BEGIN

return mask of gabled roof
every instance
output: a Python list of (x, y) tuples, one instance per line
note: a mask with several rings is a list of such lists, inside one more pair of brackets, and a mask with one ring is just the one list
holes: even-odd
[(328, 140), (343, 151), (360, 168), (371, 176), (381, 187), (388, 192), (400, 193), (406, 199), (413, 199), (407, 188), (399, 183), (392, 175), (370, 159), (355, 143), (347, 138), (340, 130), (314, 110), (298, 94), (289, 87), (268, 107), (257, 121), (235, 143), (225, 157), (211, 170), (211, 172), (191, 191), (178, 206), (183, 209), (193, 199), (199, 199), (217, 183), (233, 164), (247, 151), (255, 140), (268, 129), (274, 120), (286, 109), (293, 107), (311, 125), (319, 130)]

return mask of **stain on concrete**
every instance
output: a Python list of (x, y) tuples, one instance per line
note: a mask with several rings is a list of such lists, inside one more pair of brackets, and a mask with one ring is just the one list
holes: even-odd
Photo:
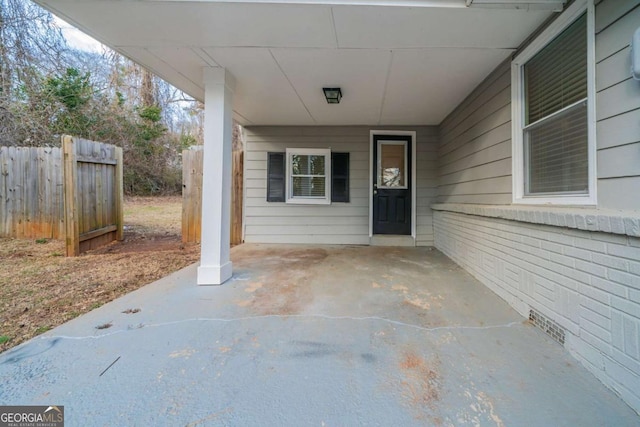
[(195, 354), (195, 350), (193, 348), (185, 348), (182, 350), (176, 350), (169, 354), (169, 357), (172, 359), (176, 359), (179, 357), (189, 358)]
[(244, 289), (245, 292), (253, 293), (262, 287), (261, 282), (249, 282), (247, 287)]
[(400, 291), (403, 294), (407, 293), (409, 291), (409, 288), (407, 288), (404, 285), (391, 285), (391, 290), (392, 291)]
[(375, 363), (377, 360), (377, 357), (371, 353), (362, 353), (360, 357), (367, 363)]
[(0, 362), (0, 365), (5, 364), (14, 364), (22, 361), (23, 359), (29, 359), (34, 356), (38, 356), (42, 353), (45, 353), (52, 348), (54, 348), (57, 344), (59, 344), (61, 338), (52, 338), (47, 341), (46, 346), (40, 351), (33, 351), (31, 347), (28, 346), (18, 346), (15, 347), (3, 354), (4, 360)]
[(504, 427), (504, 423), (500, 419), (500, 417), (495, 413), (495, 409), (493, 407), (493, 400), (490, 399), (485, 393), (479, 392), (476, 395), (476, 399), (478, 401), (478, 406), (484, 412), (489, 412), (489, 418), (496, 423), (496, 427)]
[(442, 398), (438, 356), (425, 359), (414, 350), (405, 350), (398, 367), (402, 376), (400, 386), (405, 404), (412, 410), (416, 419), (428, 417), (431, 424), (437, 425), (437, 405)]
[(431, 304), (429, 303), (429, 301), (417, 296), (405, 298), (404, 303), (421, 308), (423, 310), (429, 310), (431, 308)]
[(320, 248), (294, 248), (277, 253), (254, 248), (238, 251), (234, 264), (240, 268), (257, 268), (262, 275), (249, 281), (245, 291), (253, 299), (237, 302), (260, 315), (299, 314), (313, 301), (310, 281), (315, 276), (314, 268), (322, 263), (328, 252)]
[(189, 424), (187, 424), (185, 427), (197, 427), (197, 426), (201, 426), (201, 425), (208, 425), (210, 424), (211, 421), (214, 420), (219, 420), (220, 417), (222, 417), (223, 415), (227, 415), (227, 414), (231, 414), (233, 413), (233, 408), (228, 407), (225, 408), (221, 411), (218, 412), (214, 412), (210, 415), (207, 415), (206, 417), (197, 419), (195, 421), (190, 422)]

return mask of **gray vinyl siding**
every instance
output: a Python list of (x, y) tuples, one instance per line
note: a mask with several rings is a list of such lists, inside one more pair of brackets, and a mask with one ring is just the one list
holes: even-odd
[[(245, 242), (369, 244), (369, 131), (363, 126), (257, 126), (245, 129)], [(376, 130), (388, 129), (375, 127)], [(416, 244), (433, 245), (437, 128), (417, 132)], [(350, 153), (350, 202), (291, 205), (266, 200), (267, 153), (330, 148)]]
[(631, 78), (631, 35), (640, 23), (637, 0), (596, 6), (596, 134), (598, 207), (638, 210), (640, 82)]
[[(596, 6), (598, 208), (639, 210), (640, 83), (631, 78), (637, 0)], [(510, 60), (501, 64), (440, 125), (439, 203), (510, 204)]]
[[(377, 129), (377, 128), (376, 128)], [(433, 211), (438, 191), (438, 128), (435, 126), (406, 130), (416, 131), (416, 246), (433, 246)]]
[(440, 203), (511, 203), (510, 60), (440, 124)]

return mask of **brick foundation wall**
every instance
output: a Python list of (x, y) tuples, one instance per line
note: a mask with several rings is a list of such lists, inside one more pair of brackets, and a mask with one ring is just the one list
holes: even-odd
[(435, 246), (564, 346), (640, 412), (640, 238), (434, 212)]

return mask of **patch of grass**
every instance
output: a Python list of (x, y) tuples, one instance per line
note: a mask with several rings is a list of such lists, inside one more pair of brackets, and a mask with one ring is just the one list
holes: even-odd
[(45, 243), (49, 243), (49, 241), (47, 239), (36, 239), (36, 243), (42, 245)]
[(127, 198), (125, 240), (73, 258), (63, 240), (0, 238), (0, 352), (196, 262), (181, 212), (180, 197)]
[(44, 334), (49, 330), (51, 330), (51, 326), (40, 326), (38, 329), (36, 329), (36, 335)]
[(8, 337), (6, 335), (0, 335), (0, 344), (4, 344), (9, 341), (11, 341), (11, 337)]

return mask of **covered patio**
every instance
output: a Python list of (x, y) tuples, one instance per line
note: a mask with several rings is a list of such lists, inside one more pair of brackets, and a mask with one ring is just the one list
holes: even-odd
[(0, 400), (64, 405), (69, 426), (638, 425), (435, 249), (231, 259), (225, 286), (194, 286), (194, 265), (2, 354)]

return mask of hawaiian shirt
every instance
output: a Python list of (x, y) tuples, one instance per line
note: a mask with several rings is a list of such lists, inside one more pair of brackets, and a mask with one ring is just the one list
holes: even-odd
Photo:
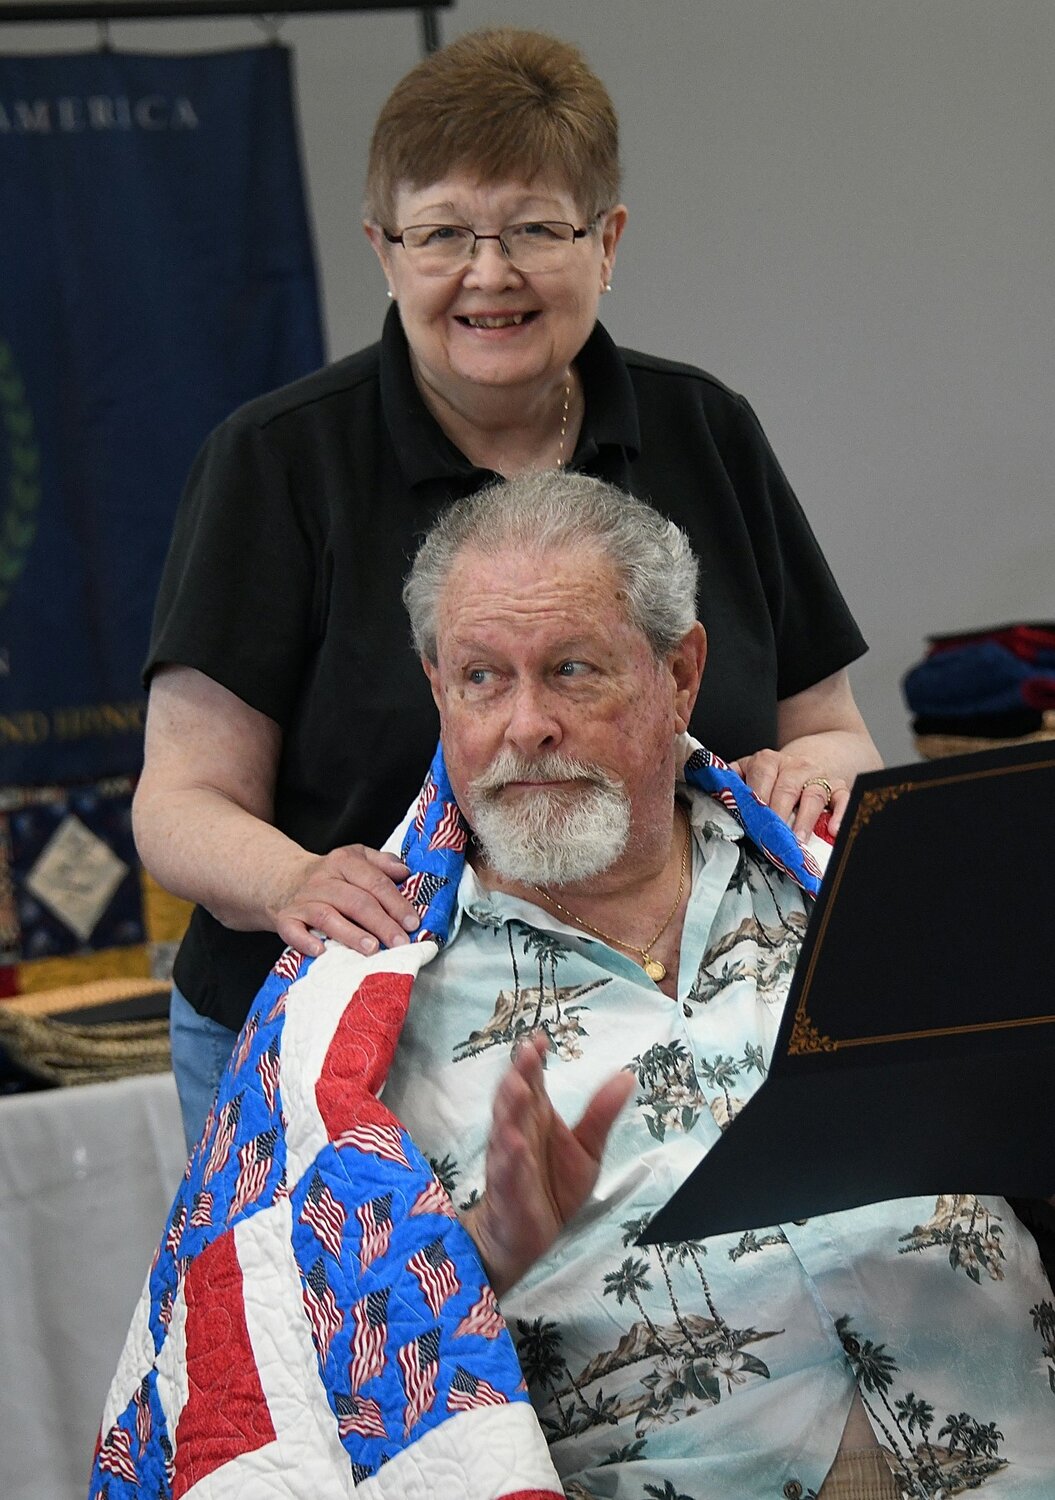
[[(465, 1206), (520, 1038), (549, 1038), (547, 1087), (569, 1120), (618, 1069), (636, 1076), (591, 1200), (502, 1299), (566, 1494), (807, 1500), (859, 1390), (906, 1495), (1051, 1500), (1055, 1301), (1002, 1199), (901, 1199), (637, 1246), (765, 1077), (809, 906), (713, 797), (682, 791), (693, 861), (676, 1001), (466, 866), (385, 1086)], [(906, 1150), (915, 1129), (926, 1121), (906, 1119)]]

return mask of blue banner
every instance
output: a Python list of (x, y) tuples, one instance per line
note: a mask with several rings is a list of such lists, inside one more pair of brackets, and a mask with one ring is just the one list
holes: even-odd
[(194, 454), (322, 359), (285, 48), (0, 58), (0, 784), (138, 769)]

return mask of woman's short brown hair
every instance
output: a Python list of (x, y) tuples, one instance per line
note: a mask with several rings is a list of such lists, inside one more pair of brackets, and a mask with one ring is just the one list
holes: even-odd
[(578, 48), (538, 31), (473, 31), (396, 84), (370, 142), (364, 209), (394, 228), (395, 195), (465, 172), (562, 183), (587, 218), (619, 195), (619, 122)]

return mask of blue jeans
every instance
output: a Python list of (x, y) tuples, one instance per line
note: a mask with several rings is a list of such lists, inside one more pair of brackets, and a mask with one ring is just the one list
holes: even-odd
[(188, 1152), (198, 1144), (216, 1088), (238, 1033), (208, 1016), (200, 1016), (185, 995), (172, 986), (169, 1001), (169, 1041), (172, 1071), (183, 1115), (183, 1134)]

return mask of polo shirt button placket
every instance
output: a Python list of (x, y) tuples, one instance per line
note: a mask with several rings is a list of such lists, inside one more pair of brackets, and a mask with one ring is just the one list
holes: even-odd
[(785, 1484), (784, 1500), (802, 1500), (802, 1485), (797, 1479), (789, 1479)]

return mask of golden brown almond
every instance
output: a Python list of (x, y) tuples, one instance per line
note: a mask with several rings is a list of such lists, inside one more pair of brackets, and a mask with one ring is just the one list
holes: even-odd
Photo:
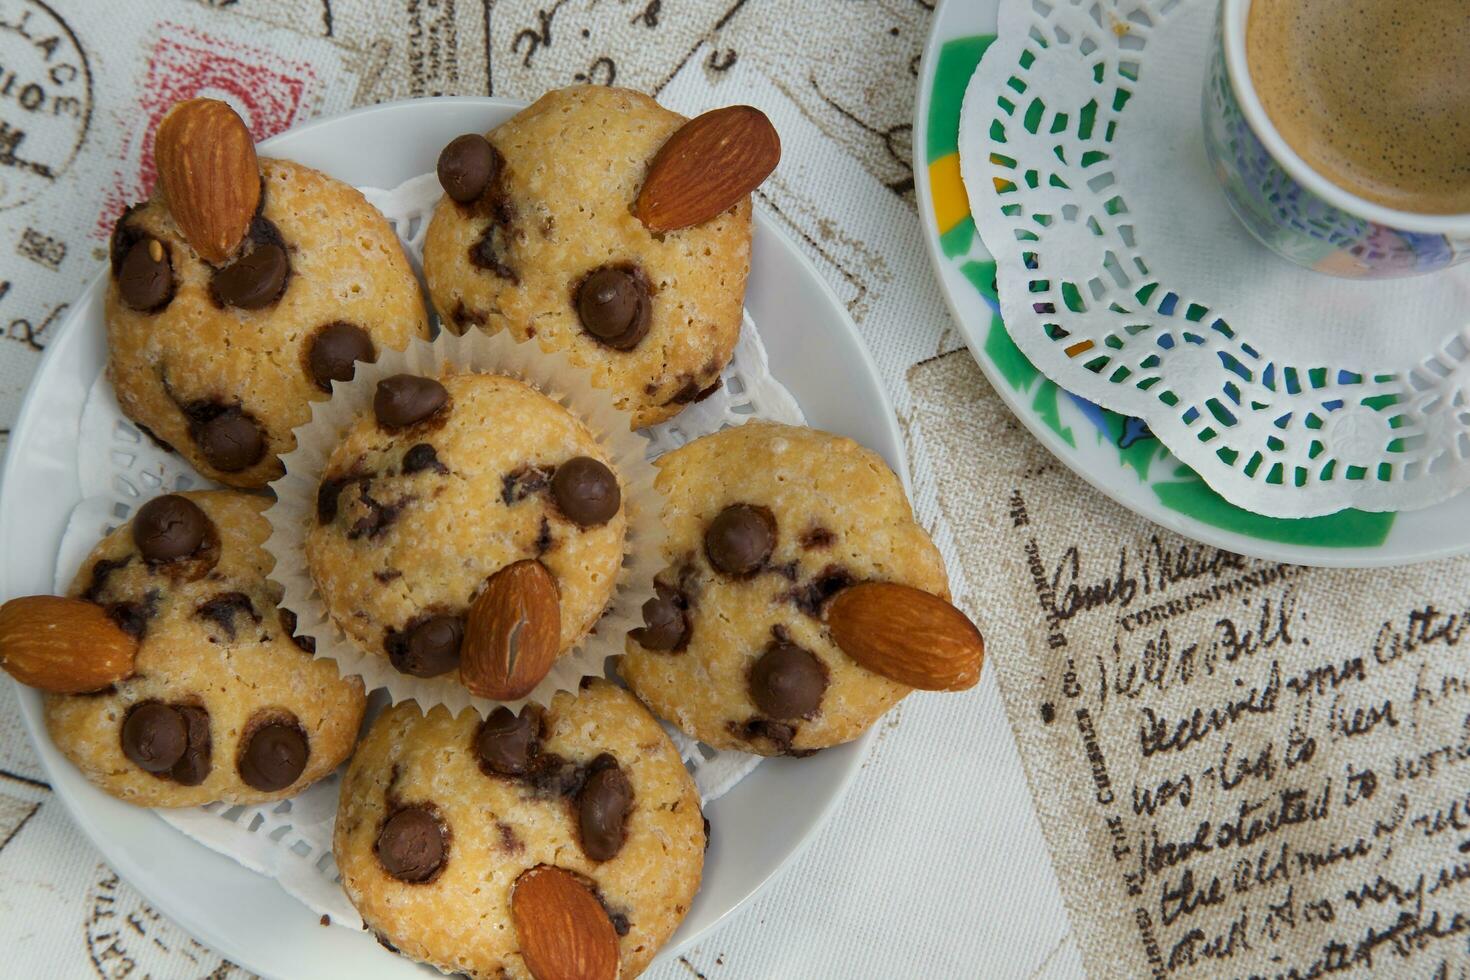
[(472, 694), (514, 701), (541, 683), (560, 651), (556, 579), (527, 558), (490, 576), (470, 606), (459, 678)]
[(654, 155), (633, 213), (649, 231), (688, 228), (728, 211), (781, 161), (781, 137), (748, 105), (712, 109), (679, 127)]
[(206, 262), (224, 262), (260, 203), (260, 168), (245, 121), (217, 99), (180, 102), (158, 124), (153, 158), (179, 231)]
[(536, 980), (613, 980), (618, 934), (592, 890), (570, 871), (538, 864), (511, 886), (521, 959)]
[(926, 691), (963, 691), (980, 679), (985, 641), (948, 602), (892, 582), (843, 589), (827, 606), (832, 640), (859, 665)]
[(33, 595), (0, 606), (0, 667), (53, 694), (100, 691), (133, 673), (138, 641), (102, 607)]

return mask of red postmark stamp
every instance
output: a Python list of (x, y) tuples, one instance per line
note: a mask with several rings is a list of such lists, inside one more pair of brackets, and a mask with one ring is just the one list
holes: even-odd
[(105, 239), (124, 208), (152, 193), (157, 177), (153, 133), (169, 106), (199, 96), (222, 99), (262, 140), (299, 121), (316, 81), (305, 62), (181, 24), (160, 23), (138, 101), (122, 121), (122, 163), (103, 199), (94, 236)]

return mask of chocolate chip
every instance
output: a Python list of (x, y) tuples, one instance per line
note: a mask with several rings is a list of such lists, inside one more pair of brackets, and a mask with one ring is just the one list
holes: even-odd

END

> Exercise aim: Go through the listing and copy each line that includes the string "brown".

> Exercise output:
return mask of woman's short brown hair
return mask of golden brown almond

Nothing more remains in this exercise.